_WORK INSTRUCTION_.
A single number is wanted: how many lines of the data below include the string "hazy"?

_SUPPLIED DATA_.
------------------------------
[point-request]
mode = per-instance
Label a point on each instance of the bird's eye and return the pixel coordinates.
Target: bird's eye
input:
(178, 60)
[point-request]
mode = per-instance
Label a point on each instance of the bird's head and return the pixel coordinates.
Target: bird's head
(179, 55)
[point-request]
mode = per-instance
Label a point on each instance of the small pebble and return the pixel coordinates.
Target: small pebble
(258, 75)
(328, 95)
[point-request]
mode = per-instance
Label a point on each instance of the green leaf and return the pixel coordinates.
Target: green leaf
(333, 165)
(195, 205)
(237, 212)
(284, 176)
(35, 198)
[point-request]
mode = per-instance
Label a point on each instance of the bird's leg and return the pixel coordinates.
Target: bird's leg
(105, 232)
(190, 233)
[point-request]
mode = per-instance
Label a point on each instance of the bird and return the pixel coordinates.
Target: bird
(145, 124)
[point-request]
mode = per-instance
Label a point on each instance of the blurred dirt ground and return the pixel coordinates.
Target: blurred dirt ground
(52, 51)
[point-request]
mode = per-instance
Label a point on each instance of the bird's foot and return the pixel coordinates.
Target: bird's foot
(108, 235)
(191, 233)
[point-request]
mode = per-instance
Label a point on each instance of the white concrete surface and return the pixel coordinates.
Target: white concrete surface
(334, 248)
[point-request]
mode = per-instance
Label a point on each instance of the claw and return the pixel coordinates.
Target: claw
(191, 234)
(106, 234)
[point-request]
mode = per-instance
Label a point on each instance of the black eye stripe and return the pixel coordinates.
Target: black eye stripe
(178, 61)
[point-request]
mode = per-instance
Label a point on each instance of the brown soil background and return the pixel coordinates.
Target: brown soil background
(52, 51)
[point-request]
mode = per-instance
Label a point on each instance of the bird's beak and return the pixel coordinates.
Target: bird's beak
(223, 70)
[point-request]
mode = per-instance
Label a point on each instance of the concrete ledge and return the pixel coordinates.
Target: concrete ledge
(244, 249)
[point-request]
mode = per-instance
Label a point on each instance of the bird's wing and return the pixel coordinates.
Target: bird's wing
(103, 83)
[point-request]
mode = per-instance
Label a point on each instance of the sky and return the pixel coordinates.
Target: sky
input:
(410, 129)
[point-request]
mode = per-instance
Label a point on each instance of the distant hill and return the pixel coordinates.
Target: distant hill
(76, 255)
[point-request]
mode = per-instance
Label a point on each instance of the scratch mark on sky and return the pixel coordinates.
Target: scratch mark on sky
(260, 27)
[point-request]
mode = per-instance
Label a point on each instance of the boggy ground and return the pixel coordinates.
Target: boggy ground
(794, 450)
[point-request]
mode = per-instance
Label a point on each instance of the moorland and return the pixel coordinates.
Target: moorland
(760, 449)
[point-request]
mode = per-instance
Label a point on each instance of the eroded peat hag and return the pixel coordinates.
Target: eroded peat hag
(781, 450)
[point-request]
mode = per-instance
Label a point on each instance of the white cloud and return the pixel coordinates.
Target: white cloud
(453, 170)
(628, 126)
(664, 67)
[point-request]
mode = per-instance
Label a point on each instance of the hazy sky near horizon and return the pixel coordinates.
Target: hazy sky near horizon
------------------------------
_REPLY_.
2